▶ **Quoted passage**:
"""

Monday, September 2, 2013

New Adventures in Teaching

New adventures this year, teaching five new subjects, at a new grade level, with new extra curricular activities, and new leadership responsibilities. We have some new staff members at school and I have a new housemate! My life is crowded with expected and unexpected joys!

This year I'm teaching middle school grades 5-8.  
7&8 : Bible, World Cultures, Pre-Alebra & Math
5&6: Reading, 5 grade Math and 6 grade Math

New extra curricular activities: managing the Library, and responsible for garbage and recycling. (no custodian at our school students do the cleaning) Yeah, just call me the "Garbage Queen."

Our new principal's arrival to Japan has been delayed due to paperwork issues for his visa, we're praying that he'll have the papers and financial support needed to arrive in early October. In the meantime the school board has asked me to take on some new leadership responsibilities at school.  This means leading things like staff orientation, meeting with parents, and handling school discipline issues. Thankfully I have the support of the school board behind me to help with other challenging decisions and an executive assistant with many years experience in administration to help me.

Today was New Teacher Orientation - I led 3 new teachers through a checklist of information to help them transition to KCS. I am excited for the quality staff members he has brought to our team. These 3 teachers have taught on 3 different continents and are now adding a new continent to their list! 

Wednesday is All Staff Orientation where we get our class lists, schedules and have our whole KCS staff team (minus the principal) together in one room for the first time. I anticipate lots of learning to take place and lots of fun conversations ahead. 

Thursday is family school clean-up day.  Fun reunions with students and their parents anticipated as we work together to prepare the school for a new year.

Friday is our first day of school with all the students. We'll start with a "Welcome to School" and then introduce the students to their new teachers, classrooms and textbooks.  

Thank you for praying for the year to get off to a great start!

Praise God with me . . .
*for the staff that is on the team this year.
*for the students that have enrolled this year.

"""

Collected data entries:
"""

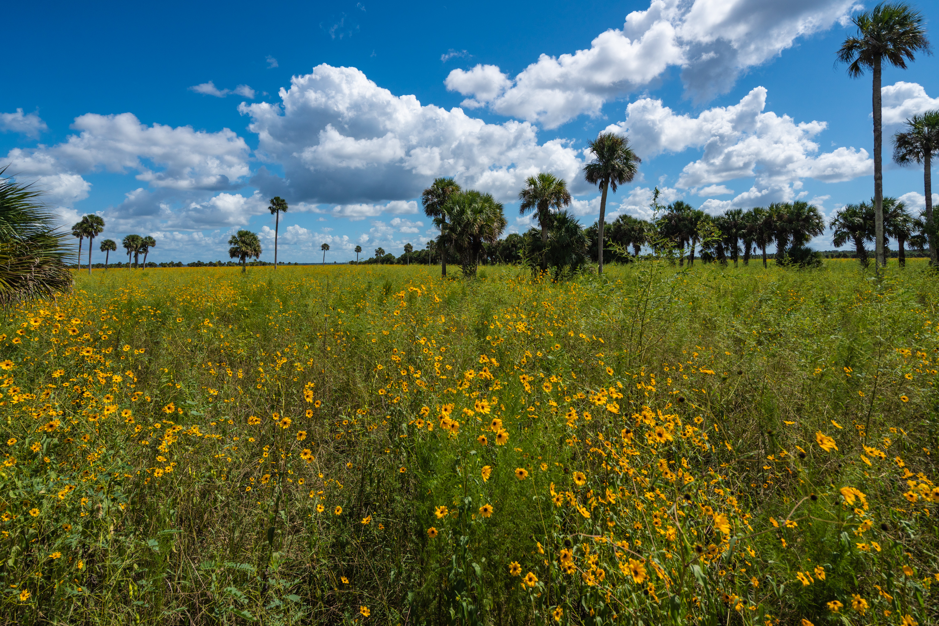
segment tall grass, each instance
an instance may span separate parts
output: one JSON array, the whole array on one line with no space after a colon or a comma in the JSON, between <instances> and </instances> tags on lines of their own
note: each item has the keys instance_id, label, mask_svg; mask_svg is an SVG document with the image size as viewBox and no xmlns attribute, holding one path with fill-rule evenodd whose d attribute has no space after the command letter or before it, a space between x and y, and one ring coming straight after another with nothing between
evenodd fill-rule
<instances>
[{"instance_id":1,"label":"tall grass","mask_svg":"<svg viewBox=\"0 0 939 626\"><path fill-rule=\"evenodd\" d=\"M936 619L925 264L530 278L98 271L12 312L0 621Z\"/></svg>"}]
</instances>

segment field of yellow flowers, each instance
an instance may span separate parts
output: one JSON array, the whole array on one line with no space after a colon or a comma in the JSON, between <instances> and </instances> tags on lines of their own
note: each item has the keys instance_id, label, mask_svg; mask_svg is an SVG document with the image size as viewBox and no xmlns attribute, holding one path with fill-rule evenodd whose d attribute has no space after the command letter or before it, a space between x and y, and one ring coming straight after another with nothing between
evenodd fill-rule
<instances>
[{"instance_id":1,"label":"field of yellow flowers","mask_svg":"<svg viewBox=\"0 0 939 626\"><path fill-rule=\"evenodd\" d=\"M923 265L439 274L8 311L0 623L939 620Z\"/></svg>"}]
</instances>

"""

▶ **Assignment A**:
Answer these questions about the blog post, one per line:
(i) Which grades does the writer teach this year?
(ii) What has delayed the new principal's arrival to Japan?
(iii) What takes place on Thursday?
▶ **Assignment B**: Retype the section of the blog post starting at "Friday is our" and ending at "with me . . .".
▶ **Assignment C**: Summarize the blog post in two sentences.
These rows were taken from a different source than the blog post.

▶ **Task response A**:
(i) Middle school grades 5-8.
(ii) Paperwork issues for his visa.
(iii) Family school clean-up day.

▶ **Task response B**:
Friday is our first day of school with all the students. We'll start with a "Welcome to School" and then introduce the students to their new teachers, classrooms and textbooks.  

Thank you for praying for the year to get off to a great start!

Praise God with me . . .

▶ **Task response C**: This year the writer is teaching new subjects to middle school grades 5-8 and has new duties managing the library and handling garbage and recycling. Because the new principal's arrival in Japan is delayed by visa paperwork, the school board has given the writer leadership responsibilities, and the week ahead includes staff orientation, a family clean-up day and the first day of school on Friday.